◆ Given instruction ◆
Rewrite the stretch from the line containing "TARGET: baseboard heater" through the last of the lines below, replacing "floor mat" with "rug" and leaving everything else unchanged. Give only those lines.

## Begin Supplied information

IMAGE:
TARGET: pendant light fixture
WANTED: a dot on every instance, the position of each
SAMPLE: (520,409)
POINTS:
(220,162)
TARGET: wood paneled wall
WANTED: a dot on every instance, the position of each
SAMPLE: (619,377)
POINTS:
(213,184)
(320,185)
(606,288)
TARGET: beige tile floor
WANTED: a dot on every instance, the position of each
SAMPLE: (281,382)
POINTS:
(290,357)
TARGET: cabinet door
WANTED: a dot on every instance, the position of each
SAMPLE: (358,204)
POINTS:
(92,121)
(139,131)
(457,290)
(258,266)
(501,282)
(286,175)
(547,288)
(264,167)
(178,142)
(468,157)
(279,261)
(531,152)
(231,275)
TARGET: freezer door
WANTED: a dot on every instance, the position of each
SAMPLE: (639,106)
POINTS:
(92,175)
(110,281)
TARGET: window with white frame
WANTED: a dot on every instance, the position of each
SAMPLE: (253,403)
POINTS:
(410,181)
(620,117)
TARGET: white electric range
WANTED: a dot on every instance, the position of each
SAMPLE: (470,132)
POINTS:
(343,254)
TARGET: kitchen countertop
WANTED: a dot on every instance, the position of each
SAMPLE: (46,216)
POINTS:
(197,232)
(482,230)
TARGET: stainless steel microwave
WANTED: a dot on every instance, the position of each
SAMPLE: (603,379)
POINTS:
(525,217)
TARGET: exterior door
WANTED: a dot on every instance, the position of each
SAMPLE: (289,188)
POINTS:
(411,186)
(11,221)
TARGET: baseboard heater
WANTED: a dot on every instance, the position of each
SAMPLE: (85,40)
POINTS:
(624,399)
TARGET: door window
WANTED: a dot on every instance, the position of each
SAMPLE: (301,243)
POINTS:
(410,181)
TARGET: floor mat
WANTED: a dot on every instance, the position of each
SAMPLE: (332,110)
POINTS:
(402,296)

## End Supplied information

◆ Answer to the task ◆
TARGET: baseboard heater
WANTED: a dot on every instance, the position of each
SAMPLE: (85,40)
POINTS:
(624,399)
TARGET: door window
WANTED: a dot on every instance, the position of each
SAMPLE: (301,243)
POINTS:
(410,181)
TARGET: rug
WANTED: a dot on every instance, the position of each
SAMPLE: (332,110)
POINTS:
(402,296)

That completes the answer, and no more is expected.